INSTRUCTIONS FOR THE TASK
Pick out each line in the entries below that contains the word "silhouetted" and copy those lines in full.

DATA SHOWN
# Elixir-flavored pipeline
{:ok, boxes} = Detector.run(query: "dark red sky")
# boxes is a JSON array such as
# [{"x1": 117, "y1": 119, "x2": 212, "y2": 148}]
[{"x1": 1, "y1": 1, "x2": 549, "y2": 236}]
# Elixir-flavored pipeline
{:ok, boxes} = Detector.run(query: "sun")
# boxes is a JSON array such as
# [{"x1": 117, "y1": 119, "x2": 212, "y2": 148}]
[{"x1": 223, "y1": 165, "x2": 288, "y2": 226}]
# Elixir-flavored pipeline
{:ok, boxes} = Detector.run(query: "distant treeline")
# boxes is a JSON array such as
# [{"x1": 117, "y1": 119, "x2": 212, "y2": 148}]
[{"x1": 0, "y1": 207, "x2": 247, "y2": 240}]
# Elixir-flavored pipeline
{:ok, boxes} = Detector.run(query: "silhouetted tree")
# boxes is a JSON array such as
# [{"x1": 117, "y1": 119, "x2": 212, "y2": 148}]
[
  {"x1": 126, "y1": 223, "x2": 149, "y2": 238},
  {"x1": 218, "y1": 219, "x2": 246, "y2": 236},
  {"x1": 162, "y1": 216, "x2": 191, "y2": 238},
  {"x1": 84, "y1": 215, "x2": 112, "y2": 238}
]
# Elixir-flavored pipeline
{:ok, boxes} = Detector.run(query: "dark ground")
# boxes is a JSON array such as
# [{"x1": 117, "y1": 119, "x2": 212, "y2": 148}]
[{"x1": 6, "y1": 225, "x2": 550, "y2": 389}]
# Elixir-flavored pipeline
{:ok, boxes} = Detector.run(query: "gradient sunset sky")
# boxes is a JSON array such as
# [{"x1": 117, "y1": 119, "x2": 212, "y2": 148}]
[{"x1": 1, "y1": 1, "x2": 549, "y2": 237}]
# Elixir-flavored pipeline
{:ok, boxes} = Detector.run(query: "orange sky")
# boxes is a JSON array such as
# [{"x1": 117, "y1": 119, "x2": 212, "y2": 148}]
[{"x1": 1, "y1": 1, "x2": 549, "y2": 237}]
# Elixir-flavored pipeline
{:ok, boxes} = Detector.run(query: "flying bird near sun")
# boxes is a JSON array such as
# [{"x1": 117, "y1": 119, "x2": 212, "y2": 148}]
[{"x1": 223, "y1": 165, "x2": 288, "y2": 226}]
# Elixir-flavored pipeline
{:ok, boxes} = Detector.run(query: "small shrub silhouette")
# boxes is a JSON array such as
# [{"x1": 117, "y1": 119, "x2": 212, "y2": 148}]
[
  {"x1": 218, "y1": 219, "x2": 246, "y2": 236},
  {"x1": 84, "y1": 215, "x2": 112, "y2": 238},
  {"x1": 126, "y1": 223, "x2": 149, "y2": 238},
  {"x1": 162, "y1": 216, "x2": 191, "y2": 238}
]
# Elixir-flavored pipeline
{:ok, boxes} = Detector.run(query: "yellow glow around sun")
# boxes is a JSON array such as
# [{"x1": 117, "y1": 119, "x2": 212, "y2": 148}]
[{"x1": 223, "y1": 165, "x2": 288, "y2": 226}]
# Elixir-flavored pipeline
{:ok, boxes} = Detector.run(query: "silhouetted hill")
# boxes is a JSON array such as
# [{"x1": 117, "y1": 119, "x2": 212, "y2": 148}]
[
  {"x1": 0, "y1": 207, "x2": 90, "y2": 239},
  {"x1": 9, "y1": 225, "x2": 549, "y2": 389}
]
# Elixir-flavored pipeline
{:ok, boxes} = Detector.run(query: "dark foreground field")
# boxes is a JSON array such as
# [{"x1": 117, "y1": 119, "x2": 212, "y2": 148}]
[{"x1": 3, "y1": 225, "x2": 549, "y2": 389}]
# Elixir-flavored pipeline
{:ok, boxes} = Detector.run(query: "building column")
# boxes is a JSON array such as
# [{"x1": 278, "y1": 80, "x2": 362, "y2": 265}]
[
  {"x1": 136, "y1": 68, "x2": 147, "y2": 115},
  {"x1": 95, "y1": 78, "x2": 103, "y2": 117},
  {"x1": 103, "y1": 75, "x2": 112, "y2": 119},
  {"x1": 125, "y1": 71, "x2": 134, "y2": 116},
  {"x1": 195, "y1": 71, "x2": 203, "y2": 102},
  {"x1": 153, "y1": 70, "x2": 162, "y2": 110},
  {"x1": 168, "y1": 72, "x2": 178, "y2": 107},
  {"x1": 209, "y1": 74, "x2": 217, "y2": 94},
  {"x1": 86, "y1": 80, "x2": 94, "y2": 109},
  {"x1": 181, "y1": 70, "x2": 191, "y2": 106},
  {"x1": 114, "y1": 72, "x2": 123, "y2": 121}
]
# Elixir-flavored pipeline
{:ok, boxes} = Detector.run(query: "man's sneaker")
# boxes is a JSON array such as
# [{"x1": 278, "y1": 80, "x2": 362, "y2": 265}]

RESULT FOR THIS EXERCISE
{:ok, boxes} = Detector.run(query: "silhouetted tree")
{:ok, boxes} = Detector.run(query: "silhouetted hill")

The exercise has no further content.